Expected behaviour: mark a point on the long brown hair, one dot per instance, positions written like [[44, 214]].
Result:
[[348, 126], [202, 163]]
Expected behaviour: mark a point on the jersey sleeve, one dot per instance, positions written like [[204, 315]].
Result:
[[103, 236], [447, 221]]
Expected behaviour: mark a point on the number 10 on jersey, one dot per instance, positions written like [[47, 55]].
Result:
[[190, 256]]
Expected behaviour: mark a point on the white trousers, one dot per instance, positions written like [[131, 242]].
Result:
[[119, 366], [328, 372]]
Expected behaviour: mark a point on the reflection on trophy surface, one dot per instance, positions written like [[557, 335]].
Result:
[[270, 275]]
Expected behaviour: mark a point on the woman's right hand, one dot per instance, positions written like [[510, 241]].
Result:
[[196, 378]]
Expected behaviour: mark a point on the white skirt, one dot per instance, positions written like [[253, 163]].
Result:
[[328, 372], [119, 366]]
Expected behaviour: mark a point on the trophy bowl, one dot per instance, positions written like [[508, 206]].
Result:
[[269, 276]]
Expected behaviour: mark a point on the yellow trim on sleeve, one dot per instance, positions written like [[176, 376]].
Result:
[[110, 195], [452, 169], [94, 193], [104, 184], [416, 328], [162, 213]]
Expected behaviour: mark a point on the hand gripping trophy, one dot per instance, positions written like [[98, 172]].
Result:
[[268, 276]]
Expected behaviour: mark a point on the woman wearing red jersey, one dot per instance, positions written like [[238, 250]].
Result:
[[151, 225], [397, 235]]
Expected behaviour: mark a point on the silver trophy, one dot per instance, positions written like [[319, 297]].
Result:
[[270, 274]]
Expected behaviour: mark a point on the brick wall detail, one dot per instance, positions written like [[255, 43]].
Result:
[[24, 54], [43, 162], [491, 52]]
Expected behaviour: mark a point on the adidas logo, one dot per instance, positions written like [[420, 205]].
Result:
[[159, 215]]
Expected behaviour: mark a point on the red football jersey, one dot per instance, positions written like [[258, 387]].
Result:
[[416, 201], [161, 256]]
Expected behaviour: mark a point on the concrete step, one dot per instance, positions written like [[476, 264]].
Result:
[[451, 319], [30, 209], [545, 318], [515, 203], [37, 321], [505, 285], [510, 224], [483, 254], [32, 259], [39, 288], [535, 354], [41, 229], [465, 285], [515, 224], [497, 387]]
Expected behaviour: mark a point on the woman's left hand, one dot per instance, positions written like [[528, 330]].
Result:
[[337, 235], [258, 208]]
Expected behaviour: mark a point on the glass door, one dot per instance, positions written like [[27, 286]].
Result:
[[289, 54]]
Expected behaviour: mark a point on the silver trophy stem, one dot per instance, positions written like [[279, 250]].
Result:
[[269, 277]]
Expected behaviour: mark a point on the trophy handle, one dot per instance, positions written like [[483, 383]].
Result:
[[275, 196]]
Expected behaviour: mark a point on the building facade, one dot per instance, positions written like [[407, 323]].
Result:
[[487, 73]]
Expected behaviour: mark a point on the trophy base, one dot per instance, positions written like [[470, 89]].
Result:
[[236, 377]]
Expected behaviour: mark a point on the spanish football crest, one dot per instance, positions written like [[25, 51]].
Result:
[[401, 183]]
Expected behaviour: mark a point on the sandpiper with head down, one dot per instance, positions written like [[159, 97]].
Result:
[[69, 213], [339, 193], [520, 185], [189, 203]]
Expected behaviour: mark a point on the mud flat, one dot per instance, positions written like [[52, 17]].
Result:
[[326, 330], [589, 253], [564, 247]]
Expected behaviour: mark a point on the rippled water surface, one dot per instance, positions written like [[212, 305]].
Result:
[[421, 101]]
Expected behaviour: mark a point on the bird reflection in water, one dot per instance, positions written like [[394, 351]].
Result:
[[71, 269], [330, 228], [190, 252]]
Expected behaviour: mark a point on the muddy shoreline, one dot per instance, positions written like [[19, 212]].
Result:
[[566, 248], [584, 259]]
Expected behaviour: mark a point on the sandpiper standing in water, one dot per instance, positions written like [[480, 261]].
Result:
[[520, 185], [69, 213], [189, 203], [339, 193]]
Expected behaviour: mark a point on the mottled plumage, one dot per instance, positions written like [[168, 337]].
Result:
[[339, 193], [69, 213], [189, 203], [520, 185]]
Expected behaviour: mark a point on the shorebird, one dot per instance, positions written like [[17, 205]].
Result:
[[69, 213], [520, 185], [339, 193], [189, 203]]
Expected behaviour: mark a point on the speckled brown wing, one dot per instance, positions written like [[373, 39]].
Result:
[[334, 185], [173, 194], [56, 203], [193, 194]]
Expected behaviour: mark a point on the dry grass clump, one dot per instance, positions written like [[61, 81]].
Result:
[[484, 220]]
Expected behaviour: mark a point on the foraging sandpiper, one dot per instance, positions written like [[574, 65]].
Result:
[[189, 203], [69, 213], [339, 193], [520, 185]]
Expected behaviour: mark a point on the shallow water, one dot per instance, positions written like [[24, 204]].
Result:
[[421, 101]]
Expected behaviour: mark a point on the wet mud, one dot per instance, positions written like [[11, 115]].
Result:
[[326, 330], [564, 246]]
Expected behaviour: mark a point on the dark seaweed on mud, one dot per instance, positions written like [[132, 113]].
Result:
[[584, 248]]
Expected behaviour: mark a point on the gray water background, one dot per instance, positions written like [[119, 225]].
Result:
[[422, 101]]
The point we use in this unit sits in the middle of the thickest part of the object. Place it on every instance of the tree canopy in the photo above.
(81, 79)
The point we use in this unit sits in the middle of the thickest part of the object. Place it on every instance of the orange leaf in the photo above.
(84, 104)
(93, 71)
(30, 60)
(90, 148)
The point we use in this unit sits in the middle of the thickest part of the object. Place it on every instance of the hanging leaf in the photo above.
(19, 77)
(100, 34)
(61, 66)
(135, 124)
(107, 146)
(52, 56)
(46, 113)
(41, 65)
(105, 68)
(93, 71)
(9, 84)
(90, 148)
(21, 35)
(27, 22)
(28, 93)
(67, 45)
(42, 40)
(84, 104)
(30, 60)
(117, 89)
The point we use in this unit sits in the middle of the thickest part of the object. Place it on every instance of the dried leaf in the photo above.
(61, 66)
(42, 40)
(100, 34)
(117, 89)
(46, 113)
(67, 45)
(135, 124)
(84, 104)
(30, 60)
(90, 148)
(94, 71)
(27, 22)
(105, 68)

• _TASK TO COMPLETE_: Please print the material again in full, exactly as it is.

• _WRITTEN RESPONSE_:
Expected behaviour: mark a point on the long brown hair, one dot per instance, positions written like [[44, 214]].
Result:
[[348, 126], [202, 163]]
Expected behaviour: mark a point on the jersey sleeve, one dot per instance, positions written like [[204, 315]].
Result:
[[103, 236], [447, 221]]
Expected behaviour: mark a point on the number 10 on jersey, one dot per instance, positions written like [[47, 55]].
Result:
[[190, 256]]
Expected behaviour: mark a point on the white trousers, one dot per instance, positions written like [[131, 242]].
Result:
[[119, 366], [328, 372]]
Expected behaviour: mark a point on the reflection on trophy surface, one dot per instance, positions written like [[557, 335]].
Result:
[[270, 275]]
Expected behaviour: mark a point on the woman's right hand, one dot per instance, positions written like [[510, 241]].
Result:
[[196, 378]]
Expected behaviour: mark a point on the white skirt, one dot per instance, positions written like [[253, 163]].
Result:
[[328, 372], [119, 366]]
Expected behaviour: mark a point on the trophy bowl, one dot per instance, positions written like [[508, 206]].
Result:
[[269, 276]]
Expected behaviour: mark a point on the yellow trim on sleeve, one dot per instance, positions written like [[176, 376]].
Result:
[[110, 195], [452, 169], [94, 193], [104, 184], [416, 328], [162, 213]]
Expected behaviour: mark a point on the hand gripping trophy, one dot per instance, positions written like [[98, 172]].
Result:
[[268, 276]]
Expected behaviour: mark a point on the woman wearing red jersey, one dot per instance, positions written like [[238, 250]].
Result:
[[151, 225], [397, 235]]
Expected behaviour: mark a point on the silver trophy, one dot per instance, positions written like [[319, 297]].
Result:
[[270, 274]]
Expected behaviour: mark a point on the brick wall detail, one dot per instance, positions written like [[255, 43]].
Result:
[[24, 54], [43, 162], [491, 52]]
Expected behaviour: mark a point on the adidas logo, one dot per instance, positions written like [[420, 205]].
Result:
[[159, 215]]
Expected behaviour: mark a point on the red football jersey, one dot per instance, positions written like [[258, 387]].
Result:
[[416, 201], [161, 256]]
Expected behaviour: mark a point on the concrete step, one dot per instance, positions written like [[476, 264]].
Result:
[[451, 319], [30, 209], [545, 318], [515, 203], [37, 321], [505, 285], [510, 224], [483, 254], [32, 259], [39, 288], [535, 354], [41, 229], [465, 285], [515, 224], [497, 387]]
Expected behaviour: mark a point on the woman's left hand, one dot per instance, positions written like [[528, 330]].
Result:
[[337, 235], [258, 208]]
Expected behaviour: mark a point on the glass door, one dot per instance, positions written like [[27, 286]].
Result:
[[289, 54]]
Expected behaviour: mark a point on the silver trophy stem, one dot per instance, positions written like [[279, 250]].
Result:
[[269, 277]]
Expected behaviour: mark a point on the trophy handle, one dot per instance, positions written like [[483, 383]].
Result:
[[275, 196]]
Expected behaviour: mark a point on the building facade, one dot per instance, positions written like [[407, 323]].
Result:
[[487, 73]]
Expected behaviour: mark a point on the trophy base, one dot per instance, positions written like [[470, 89]].
Result:
[[236, 377]]
Expected behaviour: mark a point on the spanish football crest, one dot per instance, positions written like [[25, 51]].
Result:
[[401, 183]]
Expected behaviour: mark a point on the sandpiper with head down, one dot per instance, positions written like [[159, 97]].
Result:
[[69, 213], [339, 193], [520, 185], [189, 203]]
Expected behaviour: mark a point on the mud flat, one dot per instance, positions written like [[52, 17]].
Result:
[[326, 330], [589, 253], [564, 247]]
Expected behaviour: mark a point on the rippled water surface, one dot per instance, positions written like [[212, 305]].
Result:
[[421, 101]]
Expected behaviour: mark a point on the bird reflection in water, one dot per instance, positions written like [[394, 351]].
Result:
[[71, 269], [330, 228], [190, 252]]
Expected behaviour: mark a point on the muddy shoreline, one dot per instance, positions written like [[19, 212]].
Result:
[[566, 248], [584, 259]]
Expected behaviour: mark a point on the sandpiper standing in water, one dot per instance, positions written like [[480, 261]].
Result:
[[520, 185], [69, 213], [189, 203], [339, 193]]
Expected behaviour: mark a point on the mottled plumage, one dot per instance, positions written like [[168, 337]].
Result:
[[339, 193], [69, 213], [189, 203], [520, 185]]
Expected behaviour: mark a point on the shorebird, one dot per instance, positions written like [[17, 205]].
Result:
[[69, 213], [520, 185], [339, 193], [189, 203]]
Expected behaviour: mark a point on the speckled brown wing, one dot per instance, positions written like [[373, 39]].
Result:
[[334, 185], [173, 194], [56, 203], [193, 194]]
Expected behaviour: mark a point on the dry grass clump, one dot per instance, positions written like [[61, 81]].
Result:
[[484, 220]]
Expected behaviour: mark a point on the foraging sandpiper, one dot per instance, positions written like [[574, 65]].
Result:
[[189, 203], [69, 213], [339, 193], [520, 185]]
Expected behaviour: mark a point on the shallow water, one dot per instance, positions written like [[24, 204]].
Result:
[[421, 101]]
Expected behaviour: mark a point on the wet mud, one dot per instance, positions written like [[11, 115]].
Result:
[[326, 330], [564, 246]]
Expected behaviour: mark a point on the dark seaweed on mud, one dot per instance, positions written like [[132, 113]].
Result:
[[584, 248]]
Expected behaviour: mark a point on the gray water background, one dot per instance, positions written like [[119, 225]].
Result:
[[422, 101]]
The point we use in this unit sits in the middle of the thickest part of the object. Place it on every instance of the tree canopy in the photo above.
(81, 79)
The point we use in this unit sits in the middle of the thickest part of the object. Place it on every instance of the orange leaf in the photo above.
(84, 104)
(93, 71)
(30, 60)
(90, 148)
The point we use in this unit sits in the middle of the thickest part of the object. Place it on every instance of the hanging leaf in the photo above.
(19, 77)
(100, 34)
(61, 66)
(135, 124)
(107, 146)
(52, 56)
(46, 113)
(41, 65)
(105, 68)
(93, 71)
(9, 84)
(90, 148)
(21, 35)
(27, 22)
(28, 93)
(67, 45)
(42, 40)
(84, 104)
(30, 60)
(117, 89)
The point we use in this unit sits in the middle of the thickest part of the object. Place it on every instance of the dried leaf in the photo above.
(61, 66)
(42, 40)
(100, 34)
(117, 89)
(46, 113)
(67, 45)
(135, 124)
(84, 104)
(30, 60)
(90, 148)
(94, 71)
(27, 22)
(105, 68)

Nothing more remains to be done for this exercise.